[START Raw records]
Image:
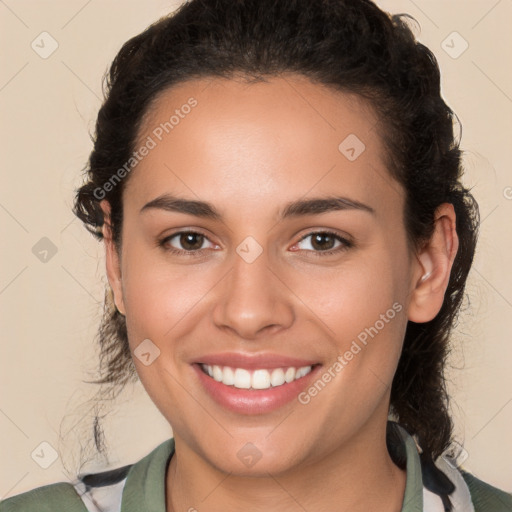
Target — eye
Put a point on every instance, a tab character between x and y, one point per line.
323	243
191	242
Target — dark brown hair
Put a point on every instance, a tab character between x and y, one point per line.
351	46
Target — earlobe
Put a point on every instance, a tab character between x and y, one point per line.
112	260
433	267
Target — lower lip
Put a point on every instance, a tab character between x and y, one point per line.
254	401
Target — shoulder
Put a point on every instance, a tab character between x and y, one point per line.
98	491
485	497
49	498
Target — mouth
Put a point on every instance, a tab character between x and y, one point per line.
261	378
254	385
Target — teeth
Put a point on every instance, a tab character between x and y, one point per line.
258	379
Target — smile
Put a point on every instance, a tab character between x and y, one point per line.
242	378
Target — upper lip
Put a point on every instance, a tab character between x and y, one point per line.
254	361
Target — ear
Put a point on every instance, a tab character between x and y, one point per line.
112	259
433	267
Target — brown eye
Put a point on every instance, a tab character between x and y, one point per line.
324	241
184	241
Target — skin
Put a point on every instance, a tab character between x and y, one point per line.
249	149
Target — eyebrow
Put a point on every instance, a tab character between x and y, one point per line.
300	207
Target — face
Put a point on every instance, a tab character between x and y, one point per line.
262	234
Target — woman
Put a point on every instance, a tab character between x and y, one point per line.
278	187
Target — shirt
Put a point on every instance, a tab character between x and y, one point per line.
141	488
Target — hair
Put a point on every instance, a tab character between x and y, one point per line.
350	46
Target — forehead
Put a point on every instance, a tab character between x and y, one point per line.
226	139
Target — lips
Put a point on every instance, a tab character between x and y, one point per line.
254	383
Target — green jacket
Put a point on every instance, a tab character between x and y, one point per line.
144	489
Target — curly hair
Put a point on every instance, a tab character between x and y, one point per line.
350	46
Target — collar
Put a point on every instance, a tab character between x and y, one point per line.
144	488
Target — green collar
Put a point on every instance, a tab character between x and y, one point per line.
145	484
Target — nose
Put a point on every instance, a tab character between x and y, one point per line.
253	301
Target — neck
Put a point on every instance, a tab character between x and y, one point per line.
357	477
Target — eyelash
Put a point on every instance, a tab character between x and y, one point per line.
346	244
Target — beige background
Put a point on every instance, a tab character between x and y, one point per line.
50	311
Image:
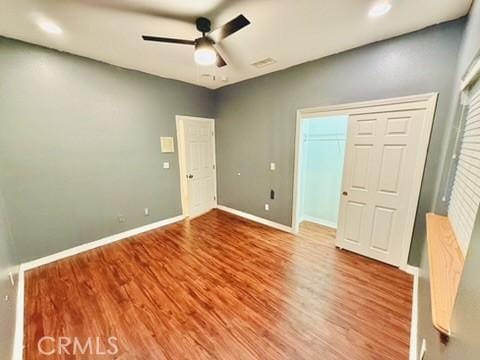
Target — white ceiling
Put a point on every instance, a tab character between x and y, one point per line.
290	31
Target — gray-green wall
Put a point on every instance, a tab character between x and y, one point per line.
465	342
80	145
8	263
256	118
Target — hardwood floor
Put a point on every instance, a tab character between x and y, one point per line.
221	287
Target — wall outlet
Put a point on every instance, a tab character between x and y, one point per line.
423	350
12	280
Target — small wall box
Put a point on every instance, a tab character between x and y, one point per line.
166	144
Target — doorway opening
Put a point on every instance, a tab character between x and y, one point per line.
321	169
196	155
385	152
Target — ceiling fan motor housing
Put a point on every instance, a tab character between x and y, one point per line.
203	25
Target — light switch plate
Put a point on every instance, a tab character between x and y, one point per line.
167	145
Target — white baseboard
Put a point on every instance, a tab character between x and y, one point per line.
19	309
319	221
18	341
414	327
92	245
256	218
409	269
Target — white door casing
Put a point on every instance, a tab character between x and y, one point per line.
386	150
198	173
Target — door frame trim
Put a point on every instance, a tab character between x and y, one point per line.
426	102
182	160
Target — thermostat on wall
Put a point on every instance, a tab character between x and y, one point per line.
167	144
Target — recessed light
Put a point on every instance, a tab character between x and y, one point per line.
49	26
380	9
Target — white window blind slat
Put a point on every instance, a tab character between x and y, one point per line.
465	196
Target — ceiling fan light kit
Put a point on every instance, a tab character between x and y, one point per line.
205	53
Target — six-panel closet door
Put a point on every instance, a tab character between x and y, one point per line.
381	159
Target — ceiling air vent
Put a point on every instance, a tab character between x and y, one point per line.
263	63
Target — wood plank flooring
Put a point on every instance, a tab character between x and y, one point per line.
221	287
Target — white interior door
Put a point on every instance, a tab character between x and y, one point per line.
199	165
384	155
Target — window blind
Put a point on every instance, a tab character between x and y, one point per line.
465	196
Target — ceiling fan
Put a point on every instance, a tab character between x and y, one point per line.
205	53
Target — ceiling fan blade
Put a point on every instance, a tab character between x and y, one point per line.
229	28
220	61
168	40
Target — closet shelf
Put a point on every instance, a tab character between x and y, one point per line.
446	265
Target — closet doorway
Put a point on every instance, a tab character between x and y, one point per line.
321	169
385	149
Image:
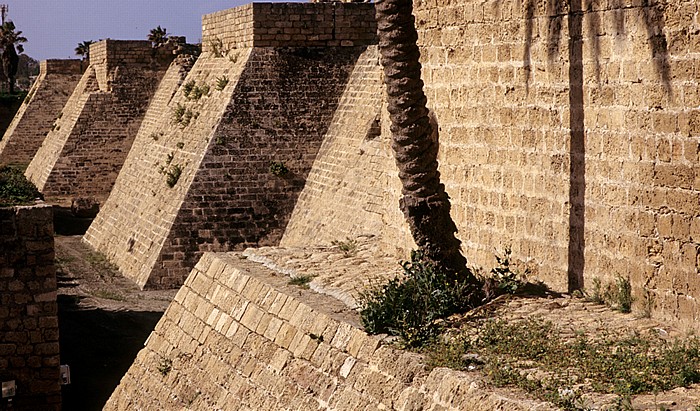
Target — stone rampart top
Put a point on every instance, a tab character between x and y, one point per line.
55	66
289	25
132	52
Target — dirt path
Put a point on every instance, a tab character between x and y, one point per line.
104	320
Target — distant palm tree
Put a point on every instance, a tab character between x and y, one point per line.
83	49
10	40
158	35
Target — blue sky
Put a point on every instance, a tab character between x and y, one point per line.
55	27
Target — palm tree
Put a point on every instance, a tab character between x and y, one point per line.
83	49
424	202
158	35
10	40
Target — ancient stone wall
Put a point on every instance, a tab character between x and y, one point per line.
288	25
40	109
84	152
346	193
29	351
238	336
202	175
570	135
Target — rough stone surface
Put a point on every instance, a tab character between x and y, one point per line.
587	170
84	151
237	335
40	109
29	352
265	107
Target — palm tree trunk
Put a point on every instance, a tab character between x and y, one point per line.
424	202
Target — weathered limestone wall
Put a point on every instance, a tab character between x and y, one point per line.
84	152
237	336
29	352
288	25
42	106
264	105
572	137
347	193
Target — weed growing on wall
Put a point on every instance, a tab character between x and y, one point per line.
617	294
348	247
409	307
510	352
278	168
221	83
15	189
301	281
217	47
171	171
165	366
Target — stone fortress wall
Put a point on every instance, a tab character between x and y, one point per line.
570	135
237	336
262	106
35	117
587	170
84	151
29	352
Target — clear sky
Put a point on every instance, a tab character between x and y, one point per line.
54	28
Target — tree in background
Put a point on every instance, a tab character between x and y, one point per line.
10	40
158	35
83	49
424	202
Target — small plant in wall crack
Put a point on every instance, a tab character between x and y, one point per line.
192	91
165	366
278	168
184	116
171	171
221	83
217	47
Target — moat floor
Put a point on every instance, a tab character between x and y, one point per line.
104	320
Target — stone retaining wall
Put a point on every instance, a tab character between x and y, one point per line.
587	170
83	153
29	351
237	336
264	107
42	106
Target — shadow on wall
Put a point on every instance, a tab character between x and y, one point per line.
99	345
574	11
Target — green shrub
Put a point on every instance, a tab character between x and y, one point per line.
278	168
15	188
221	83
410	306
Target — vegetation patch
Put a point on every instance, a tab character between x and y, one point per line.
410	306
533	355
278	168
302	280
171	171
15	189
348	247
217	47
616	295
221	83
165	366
[END Raw records]
** Aim **
Write the lines out verbatim, from the one with "Target — stone retaining wall" through the last line of the entries, and stop there.

** Task response **
Target — stone retaining wall
Put a point on every instance, a tab character between x and y, one point per line.
587	170
83	153
29	351
237	336
264	107
42	106
Target — shadow on wall
Put a point on every instance, a tab character between x and y, one point per line.
99	345
574	11
Target — green shrub
Put a point on every instance, a tab character between x and y, one point per line.
278	168
15	188
221	83
410	306
Target — vegetation patch
Put a point on every instance, a tab character between x and y, one point per line.
410	306
533	355
278	168
302	280
171	171
15	189
348	247
217	47
616	295
221	83
165	366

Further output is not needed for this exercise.